• [Written problem] Identify every line in the items below that contains the string "window", and copy each of those lines. Case counts.

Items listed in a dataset
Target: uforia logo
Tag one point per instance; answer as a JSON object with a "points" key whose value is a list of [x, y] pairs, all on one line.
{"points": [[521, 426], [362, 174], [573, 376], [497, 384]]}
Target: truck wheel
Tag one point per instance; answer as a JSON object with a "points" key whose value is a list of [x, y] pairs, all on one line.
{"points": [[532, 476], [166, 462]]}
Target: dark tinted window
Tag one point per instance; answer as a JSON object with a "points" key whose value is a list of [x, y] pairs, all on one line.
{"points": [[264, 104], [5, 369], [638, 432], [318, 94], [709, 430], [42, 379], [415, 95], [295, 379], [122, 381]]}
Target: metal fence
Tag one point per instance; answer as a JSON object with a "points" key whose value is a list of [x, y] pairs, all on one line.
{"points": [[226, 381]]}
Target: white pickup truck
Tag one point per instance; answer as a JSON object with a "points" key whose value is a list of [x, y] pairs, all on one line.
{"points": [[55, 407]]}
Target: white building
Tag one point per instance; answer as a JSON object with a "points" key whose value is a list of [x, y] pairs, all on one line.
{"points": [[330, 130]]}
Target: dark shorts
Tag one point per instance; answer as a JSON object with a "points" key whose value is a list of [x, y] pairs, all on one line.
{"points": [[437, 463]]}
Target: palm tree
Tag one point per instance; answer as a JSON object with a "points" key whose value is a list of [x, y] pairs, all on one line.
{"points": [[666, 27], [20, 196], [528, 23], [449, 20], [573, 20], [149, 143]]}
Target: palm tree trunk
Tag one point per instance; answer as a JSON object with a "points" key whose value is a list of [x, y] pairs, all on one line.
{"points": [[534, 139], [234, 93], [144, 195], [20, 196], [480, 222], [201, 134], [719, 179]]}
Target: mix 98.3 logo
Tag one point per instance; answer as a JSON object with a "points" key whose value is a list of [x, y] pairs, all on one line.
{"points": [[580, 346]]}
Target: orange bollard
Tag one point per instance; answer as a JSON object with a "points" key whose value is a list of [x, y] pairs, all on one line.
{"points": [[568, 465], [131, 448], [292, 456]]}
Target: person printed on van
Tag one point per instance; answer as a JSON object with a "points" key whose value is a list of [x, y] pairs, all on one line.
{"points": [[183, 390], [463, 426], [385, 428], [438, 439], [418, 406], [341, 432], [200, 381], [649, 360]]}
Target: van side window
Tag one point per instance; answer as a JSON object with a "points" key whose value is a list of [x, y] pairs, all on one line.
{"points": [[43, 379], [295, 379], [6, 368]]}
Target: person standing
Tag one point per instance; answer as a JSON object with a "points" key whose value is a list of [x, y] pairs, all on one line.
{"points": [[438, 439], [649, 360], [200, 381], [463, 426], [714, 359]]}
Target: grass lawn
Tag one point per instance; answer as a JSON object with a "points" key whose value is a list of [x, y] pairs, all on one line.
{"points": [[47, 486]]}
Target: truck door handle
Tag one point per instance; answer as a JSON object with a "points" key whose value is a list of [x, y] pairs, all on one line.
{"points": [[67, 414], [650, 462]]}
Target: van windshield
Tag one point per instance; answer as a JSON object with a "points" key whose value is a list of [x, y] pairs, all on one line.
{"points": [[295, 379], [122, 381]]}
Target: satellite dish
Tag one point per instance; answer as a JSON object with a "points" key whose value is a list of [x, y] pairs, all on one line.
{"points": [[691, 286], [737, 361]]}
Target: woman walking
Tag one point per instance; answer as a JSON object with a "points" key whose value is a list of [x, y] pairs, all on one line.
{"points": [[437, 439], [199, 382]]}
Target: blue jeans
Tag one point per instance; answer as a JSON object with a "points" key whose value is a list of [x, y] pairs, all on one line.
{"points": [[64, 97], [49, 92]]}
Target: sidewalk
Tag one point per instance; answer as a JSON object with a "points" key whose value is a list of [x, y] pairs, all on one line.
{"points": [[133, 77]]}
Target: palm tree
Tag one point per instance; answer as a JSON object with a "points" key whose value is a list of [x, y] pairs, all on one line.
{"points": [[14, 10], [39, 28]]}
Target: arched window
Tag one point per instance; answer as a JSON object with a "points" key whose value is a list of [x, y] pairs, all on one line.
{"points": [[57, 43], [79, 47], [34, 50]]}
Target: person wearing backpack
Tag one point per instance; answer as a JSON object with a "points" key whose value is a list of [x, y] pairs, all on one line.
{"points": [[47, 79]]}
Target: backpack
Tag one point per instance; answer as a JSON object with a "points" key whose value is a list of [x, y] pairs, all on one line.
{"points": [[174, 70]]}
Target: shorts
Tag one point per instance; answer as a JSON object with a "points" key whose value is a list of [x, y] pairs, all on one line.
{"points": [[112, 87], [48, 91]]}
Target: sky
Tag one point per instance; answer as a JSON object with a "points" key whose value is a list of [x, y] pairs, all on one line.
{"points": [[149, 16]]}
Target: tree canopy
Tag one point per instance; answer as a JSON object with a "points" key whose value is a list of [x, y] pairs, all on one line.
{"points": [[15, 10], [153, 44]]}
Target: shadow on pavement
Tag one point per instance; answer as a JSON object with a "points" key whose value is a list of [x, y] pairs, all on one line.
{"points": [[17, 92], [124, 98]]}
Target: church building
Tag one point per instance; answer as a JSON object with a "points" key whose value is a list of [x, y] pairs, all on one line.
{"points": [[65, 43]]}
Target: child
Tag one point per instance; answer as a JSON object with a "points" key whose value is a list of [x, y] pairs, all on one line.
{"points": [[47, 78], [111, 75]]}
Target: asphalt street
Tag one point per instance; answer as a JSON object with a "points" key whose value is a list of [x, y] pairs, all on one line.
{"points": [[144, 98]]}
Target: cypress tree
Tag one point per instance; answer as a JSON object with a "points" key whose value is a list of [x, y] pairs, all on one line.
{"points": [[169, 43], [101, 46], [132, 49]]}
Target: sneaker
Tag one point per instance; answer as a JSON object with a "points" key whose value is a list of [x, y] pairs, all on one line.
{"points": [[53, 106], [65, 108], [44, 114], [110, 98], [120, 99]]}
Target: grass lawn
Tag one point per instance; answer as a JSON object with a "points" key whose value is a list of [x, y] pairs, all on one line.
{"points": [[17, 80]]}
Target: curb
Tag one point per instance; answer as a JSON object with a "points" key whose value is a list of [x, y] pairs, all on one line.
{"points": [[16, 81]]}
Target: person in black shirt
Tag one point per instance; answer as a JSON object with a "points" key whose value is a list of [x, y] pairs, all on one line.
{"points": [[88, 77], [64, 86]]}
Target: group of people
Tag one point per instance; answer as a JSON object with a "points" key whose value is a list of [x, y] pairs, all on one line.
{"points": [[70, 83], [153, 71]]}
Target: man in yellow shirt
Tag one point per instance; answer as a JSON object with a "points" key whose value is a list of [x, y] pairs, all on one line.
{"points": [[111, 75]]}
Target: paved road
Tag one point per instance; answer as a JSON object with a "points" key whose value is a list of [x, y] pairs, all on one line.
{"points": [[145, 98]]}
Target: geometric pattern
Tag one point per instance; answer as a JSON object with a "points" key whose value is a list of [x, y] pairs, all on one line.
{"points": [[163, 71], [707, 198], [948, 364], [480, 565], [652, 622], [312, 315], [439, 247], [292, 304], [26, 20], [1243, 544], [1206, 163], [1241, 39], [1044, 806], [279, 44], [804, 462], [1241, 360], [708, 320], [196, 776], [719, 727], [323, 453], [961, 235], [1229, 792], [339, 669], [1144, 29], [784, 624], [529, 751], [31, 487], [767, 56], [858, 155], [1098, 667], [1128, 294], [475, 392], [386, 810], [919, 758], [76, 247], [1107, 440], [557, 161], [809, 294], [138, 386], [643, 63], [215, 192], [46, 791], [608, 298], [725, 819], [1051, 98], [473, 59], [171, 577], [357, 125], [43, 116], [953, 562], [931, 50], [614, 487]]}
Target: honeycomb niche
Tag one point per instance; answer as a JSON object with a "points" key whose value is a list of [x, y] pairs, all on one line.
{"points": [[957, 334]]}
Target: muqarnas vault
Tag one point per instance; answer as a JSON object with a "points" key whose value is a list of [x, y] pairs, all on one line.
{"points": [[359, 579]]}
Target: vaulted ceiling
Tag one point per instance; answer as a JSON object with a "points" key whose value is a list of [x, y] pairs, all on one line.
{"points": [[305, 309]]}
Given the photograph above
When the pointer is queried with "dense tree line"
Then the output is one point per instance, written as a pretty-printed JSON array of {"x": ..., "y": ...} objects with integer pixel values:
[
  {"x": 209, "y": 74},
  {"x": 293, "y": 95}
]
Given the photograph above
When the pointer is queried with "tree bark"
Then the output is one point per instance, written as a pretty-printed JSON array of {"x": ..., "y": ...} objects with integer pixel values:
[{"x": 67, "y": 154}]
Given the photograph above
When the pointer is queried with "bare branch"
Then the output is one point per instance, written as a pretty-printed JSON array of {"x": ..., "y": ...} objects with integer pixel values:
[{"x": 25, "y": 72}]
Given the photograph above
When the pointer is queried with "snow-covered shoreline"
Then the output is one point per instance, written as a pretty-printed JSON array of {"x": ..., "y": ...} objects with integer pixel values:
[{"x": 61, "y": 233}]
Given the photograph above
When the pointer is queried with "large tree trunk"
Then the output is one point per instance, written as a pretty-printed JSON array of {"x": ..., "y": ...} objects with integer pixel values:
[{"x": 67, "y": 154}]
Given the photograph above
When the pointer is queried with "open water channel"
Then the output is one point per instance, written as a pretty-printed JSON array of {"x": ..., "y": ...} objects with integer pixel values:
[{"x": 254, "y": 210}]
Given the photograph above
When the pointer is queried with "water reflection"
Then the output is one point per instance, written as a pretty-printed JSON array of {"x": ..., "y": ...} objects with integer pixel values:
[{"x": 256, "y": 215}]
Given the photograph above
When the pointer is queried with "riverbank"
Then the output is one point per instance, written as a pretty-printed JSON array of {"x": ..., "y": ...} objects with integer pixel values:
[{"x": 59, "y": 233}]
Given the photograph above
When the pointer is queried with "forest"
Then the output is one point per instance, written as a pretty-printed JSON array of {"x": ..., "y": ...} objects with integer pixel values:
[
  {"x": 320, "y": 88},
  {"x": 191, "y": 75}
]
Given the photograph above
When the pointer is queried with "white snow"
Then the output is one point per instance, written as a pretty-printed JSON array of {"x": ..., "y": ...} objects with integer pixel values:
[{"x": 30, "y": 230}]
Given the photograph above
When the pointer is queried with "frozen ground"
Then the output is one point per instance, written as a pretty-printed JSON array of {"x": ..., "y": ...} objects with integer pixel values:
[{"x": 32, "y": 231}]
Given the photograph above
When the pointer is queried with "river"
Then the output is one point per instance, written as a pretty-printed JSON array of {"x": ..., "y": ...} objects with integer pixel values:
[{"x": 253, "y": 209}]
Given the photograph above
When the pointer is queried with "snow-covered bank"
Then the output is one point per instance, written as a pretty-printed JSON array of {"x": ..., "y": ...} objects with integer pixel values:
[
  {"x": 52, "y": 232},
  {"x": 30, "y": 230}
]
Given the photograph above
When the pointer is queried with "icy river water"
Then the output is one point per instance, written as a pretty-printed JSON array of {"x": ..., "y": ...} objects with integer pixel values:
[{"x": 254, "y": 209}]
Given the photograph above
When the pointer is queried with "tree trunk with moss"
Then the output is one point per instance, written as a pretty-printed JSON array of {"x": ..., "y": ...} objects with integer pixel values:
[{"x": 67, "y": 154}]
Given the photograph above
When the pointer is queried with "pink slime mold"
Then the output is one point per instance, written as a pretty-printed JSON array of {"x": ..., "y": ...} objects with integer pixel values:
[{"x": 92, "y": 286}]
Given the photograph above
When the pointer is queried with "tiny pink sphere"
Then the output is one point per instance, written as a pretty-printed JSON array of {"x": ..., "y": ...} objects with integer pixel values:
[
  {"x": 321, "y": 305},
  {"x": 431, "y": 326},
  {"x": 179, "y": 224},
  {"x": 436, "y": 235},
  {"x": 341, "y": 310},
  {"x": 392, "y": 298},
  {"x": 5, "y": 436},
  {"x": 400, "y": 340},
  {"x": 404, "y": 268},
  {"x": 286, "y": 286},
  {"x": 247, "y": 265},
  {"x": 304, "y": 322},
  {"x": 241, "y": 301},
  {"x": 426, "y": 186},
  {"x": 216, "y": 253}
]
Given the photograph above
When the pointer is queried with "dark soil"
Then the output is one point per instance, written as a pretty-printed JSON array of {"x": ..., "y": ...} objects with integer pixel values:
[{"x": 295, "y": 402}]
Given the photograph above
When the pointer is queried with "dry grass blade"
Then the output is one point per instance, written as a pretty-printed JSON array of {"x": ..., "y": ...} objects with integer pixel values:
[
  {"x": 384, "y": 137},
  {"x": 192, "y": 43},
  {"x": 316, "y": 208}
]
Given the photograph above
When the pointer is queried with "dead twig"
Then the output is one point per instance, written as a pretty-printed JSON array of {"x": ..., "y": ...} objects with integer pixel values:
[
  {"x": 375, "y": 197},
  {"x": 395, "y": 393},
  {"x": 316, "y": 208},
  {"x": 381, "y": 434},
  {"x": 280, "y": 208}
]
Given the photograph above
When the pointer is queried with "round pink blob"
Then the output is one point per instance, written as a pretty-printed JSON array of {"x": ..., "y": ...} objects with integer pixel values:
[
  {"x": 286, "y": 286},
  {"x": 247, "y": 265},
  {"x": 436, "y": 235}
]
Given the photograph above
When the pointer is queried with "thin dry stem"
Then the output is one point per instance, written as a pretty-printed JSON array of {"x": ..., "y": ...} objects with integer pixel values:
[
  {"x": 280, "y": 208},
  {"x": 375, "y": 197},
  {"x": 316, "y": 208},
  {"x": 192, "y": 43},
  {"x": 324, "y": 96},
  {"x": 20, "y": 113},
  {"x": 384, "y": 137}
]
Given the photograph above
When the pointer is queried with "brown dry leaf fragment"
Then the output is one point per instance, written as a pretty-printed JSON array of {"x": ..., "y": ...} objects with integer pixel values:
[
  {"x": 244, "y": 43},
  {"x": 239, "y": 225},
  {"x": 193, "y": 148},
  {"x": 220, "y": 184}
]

• [Task result]
Target: dark tinted window
Target: van side window
Target: arched window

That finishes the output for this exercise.